Answer from the feeder text below:
(a) After how many seconds did spironolactone feeding halt in the 2020 pharmaceutical study?
(b) How many times per second does the feeder in the conclusion sample weight?
(c) What do volumetric feeders assume about bulk density?

---------- Source text

The Upstream Dependency That Breaks Feeders

LIW feeders are only as accurate as the material entering them. Materials containing lumps, agglomerates, or inconsistent particle sizes disrupt flow into the dosing unit and cause feed rate errors — in some cases, feeding stops entirely. A 2020 pharmaceutical study documented exactly this: spironolactone feeding halted after 1,200 seconds due to material bridging inside the feeder.

This is why size reduction equipment is a critical upstream step before material reaches a LIW feeder. Jersey Crusher's Lump Busters® are designed specifically for this integration — they can be mounted under a silo discharge flange or ahead of a feeder system to condition agglomerated material before it enters metering equipment. Once material is properly conditioned, a downstream feeder system can regulate flow rate accurately — stabilizing process loads and protecting the quality of every batch that follows.

Jersey Crusher Lump Buster mounted under silo discharge ahead of feeder system

Conclusion

A loss-in-weight feeder's accuracy comes from measuring what actually leaves the system by mass — not estimating it by volume or speed — and continuously correcting to match the target rate. That loop, running dozens of times per second, is what separates LIW feeders from volumetric alternatives in demanding applications.

Understanding the loop also explains why material preparation upstream matters so much. A feeder sampling weight 50 times per second can't compensate for material that won't flow consistently into the dosing unit. Conditioning material before it reaches the feeder — through lump breaking or particle size reduction with equipment like industrial lump breakers and particle-izers — is as important to feed accuracy as the feeder's own control logic.

Plant operators who understand both the control logic and the upstream preparation requirement are positioned to diagnose feed rate deviations at their actual source, whether that's a PID tuning issue or inconsistent particle size reaching the inlet. That distinction alone can cut troubleshooting time significantly on a production line.


Frequently Asked Questions

What is the difference between a loss-in-weight feeder and a volumetric feeder?

Volumetric feeders control output by speed or displacement and assume a constant bulk density — they don't measure what they're actually discharging. LIW feeders measure actual mass discharged in real time and adjust dosing speed to match the setpoint, making them significantly more accurate when material properties vary.

--------------------
---------- Information given

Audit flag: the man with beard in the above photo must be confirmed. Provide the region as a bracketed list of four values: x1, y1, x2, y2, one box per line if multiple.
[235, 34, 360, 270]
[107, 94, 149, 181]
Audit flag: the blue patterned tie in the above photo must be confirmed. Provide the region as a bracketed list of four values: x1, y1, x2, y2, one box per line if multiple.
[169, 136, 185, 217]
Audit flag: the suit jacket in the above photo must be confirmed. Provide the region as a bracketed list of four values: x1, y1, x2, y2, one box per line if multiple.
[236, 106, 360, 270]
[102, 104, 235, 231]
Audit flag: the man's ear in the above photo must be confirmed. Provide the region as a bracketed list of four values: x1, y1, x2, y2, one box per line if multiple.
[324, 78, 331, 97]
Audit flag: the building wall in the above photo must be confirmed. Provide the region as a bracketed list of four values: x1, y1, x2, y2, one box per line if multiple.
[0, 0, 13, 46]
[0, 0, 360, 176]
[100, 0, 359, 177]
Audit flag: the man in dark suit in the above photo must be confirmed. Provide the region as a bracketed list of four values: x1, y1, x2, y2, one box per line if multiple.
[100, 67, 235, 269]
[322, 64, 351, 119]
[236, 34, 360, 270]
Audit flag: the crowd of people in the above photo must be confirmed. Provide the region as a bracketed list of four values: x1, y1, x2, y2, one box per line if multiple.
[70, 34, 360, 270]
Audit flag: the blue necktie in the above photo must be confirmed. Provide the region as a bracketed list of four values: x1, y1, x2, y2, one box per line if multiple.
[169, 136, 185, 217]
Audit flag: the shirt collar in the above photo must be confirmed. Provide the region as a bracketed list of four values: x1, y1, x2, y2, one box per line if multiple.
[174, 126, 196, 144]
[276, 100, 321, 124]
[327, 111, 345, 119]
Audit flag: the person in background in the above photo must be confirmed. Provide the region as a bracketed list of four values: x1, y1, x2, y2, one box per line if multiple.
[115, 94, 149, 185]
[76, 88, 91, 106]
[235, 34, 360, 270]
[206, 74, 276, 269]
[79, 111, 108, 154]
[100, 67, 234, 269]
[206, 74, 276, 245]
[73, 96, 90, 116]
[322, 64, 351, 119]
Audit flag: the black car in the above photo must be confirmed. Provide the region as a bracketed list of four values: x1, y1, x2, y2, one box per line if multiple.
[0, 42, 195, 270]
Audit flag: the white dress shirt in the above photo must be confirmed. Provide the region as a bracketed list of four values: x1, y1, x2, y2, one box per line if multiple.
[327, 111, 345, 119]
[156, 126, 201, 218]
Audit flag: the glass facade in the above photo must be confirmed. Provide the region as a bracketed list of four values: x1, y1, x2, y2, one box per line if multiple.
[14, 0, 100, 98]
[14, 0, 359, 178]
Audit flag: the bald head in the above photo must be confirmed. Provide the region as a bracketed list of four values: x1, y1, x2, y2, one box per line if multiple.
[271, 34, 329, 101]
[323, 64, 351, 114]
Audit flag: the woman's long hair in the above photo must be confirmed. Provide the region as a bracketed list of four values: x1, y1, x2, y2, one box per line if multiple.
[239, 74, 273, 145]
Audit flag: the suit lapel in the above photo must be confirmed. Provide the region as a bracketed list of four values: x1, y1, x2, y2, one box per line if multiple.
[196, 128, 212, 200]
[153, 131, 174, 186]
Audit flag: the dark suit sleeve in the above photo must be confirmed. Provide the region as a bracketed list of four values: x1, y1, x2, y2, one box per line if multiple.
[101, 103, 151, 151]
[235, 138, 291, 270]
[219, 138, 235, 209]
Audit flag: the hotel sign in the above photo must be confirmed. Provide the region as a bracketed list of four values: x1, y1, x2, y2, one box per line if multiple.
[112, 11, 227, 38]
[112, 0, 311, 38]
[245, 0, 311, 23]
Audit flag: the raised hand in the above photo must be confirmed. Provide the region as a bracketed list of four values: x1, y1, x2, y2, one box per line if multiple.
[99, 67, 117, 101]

--------------------

### [Exercise answer]
(a) 1,200 seconds
(b) 50 times per second
(c) They assume it is constant.